Text shown -
Worldcup 98 - The Final Countdown

 

Pos

Name

Pts

Judge’s Comment

1

Gerry Hooker

296

The Boy Hooker more or less cleaned up.  First in with his guess sheet, a respectable anagram all to do with escorts and knobs, winner by 2 points after round one, stretching to 16 points by the end.  He conclusively proved the point that footballing ignorance is a real advantage.

2

Chris Staples

280

Always there or there abouts save for a brief murmur around game 13.  Predicted the right result in all Group C matches, mustering 48 points. Chris curiously expected Spain to score four without reply against Nigeria. Embarrassing yes, but not as embarrassing as the Spanish goalkeeper Mr Zubi.

3

Twinnie (M)

274

The real surprise packet of the competition.  Initially dismissed as a novelty entrant, he rose steadily through the ranks leaving more experienced player’s floundering in his wake.  A urine sample has been requested.

4

Gillian Hicks

272

Gillian was riding a veritable roller-coaster in the early stages before concentrating on the job in hand and rising to a high spot of 2nd. Wins the coveted LSF prize, an old Gillwell volleyball cup.

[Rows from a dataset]
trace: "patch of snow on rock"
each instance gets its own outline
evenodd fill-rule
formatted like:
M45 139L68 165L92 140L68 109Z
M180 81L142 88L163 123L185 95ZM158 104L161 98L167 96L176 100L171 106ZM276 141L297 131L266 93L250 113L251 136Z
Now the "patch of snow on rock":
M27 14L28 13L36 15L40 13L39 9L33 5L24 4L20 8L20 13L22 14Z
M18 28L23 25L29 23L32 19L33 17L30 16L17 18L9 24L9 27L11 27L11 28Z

Directives -
1 > In the World Cup 98 prediction standings, what prize does Gillian Hicks win?
2 > Reproduce the World Cup 98 standings from "The Boy Hooker" up to and including "Twinnie (M)", substituting "Italy" for "Spain".
3 > Extend the World Cup 98 prediction standings past their last entry.
The listing has no connection to the text.

Set of answers -
1 > The coveted LSF prize, an old Gillwell volleyball cup.

2 >
The Boy Hooker more or less cleaned up.  First in with his guess sheet, a respectable anagram all to do with escorts and knobs, winner by 2 points after round one, stretching to 16 points by the end.  He conclusively proved the point that footballing ignorance is a real advantage.

2

Chris Staples

280

Always there or there abouts save for a brief murmur around game 13.  Predicted the right result in all Group C matches, mustering 48 points. Chris curiously expected Italy to score four without reply against Nigeria. Embarrassing yes, but not as embarrassing as the Spanish goalkeeper Mr Zubi.

3

Twinnie (M)

3 >
5

Dave Herbert

268

Erratic performance but on an improving trend from one of the pre-match favorites following his 4th in Euro 96.  Another who found it difficult to recover from putting so much faith in Spain, Group D mustering just 6 measly points. Has just rebooked a holiday in Ibiza for one in Lagos.

5

Mike Walshe

268

Rose steadily to a high point of 2nd, also predicting the right result in all Group C matches. Let himself down by contracting competition amnesia in the later stages - otherwise that £100 could well have been heading North.

7

Steve Bell

262

Flirted with the top spot early on before being distracted by planning a wedding (his own) and falling away slightly.  Must learn to keep a sense of perspective in life.

8

Darren Darvill

260

Steady progress from our man in America, 40 points from Group H being the highlight.  On his entry form Darren foolishly admitted to knowing nothing about football (rather like his hosts in fact).  He only just survived the stewards enquiry.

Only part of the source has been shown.